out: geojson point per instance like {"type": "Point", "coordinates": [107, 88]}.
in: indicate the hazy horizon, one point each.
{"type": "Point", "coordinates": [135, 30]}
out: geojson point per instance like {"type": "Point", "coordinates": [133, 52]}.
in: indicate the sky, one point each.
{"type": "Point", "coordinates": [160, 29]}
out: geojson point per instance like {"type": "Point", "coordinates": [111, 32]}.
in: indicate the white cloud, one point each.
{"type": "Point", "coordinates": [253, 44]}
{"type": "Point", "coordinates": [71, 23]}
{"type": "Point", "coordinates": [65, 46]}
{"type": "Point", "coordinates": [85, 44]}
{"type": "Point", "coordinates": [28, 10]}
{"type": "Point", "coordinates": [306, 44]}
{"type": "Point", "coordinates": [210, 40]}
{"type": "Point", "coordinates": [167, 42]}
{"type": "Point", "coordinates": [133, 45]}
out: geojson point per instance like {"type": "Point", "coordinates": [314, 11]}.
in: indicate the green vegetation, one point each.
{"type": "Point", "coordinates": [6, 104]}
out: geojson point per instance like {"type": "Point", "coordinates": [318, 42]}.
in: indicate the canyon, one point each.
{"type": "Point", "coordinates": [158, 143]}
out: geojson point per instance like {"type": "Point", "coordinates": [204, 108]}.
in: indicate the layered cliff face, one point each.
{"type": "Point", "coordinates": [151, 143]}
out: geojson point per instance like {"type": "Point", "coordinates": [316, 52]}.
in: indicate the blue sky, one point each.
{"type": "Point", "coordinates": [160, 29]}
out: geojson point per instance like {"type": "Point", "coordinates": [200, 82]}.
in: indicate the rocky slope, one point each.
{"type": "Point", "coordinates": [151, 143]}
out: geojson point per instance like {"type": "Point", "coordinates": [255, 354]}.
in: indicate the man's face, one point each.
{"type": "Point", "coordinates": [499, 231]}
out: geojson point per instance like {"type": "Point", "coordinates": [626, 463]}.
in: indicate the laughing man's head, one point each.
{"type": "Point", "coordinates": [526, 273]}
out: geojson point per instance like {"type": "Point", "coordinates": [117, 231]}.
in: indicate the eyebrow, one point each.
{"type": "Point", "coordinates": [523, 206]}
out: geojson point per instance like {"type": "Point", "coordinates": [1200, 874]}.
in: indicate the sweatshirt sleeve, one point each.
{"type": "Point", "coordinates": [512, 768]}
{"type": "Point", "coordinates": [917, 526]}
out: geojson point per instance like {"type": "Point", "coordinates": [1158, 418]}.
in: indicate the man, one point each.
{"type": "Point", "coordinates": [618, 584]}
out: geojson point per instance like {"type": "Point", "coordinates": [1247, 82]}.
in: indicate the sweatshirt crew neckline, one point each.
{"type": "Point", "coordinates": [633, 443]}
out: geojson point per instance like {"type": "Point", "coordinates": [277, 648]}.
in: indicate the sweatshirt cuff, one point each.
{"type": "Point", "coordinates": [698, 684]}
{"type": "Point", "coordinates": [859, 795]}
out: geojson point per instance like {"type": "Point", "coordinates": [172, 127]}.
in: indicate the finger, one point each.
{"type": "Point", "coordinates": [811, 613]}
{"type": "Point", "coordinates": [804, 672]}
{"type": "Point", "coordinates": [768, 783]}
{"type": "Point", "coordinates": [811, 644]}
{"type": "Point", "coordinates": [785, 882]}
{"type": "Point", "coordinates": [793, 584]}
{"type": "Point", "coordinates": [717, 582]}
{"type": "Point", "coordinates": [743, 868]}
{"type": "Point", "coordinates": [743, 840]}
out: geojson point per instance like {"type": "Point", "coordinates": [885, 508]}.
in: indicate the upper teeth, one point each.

──────

Goal:
Count the lines of the listing above that contain the string "sweatshirt", treating case as significant, and give only the number.

Expected answer:
3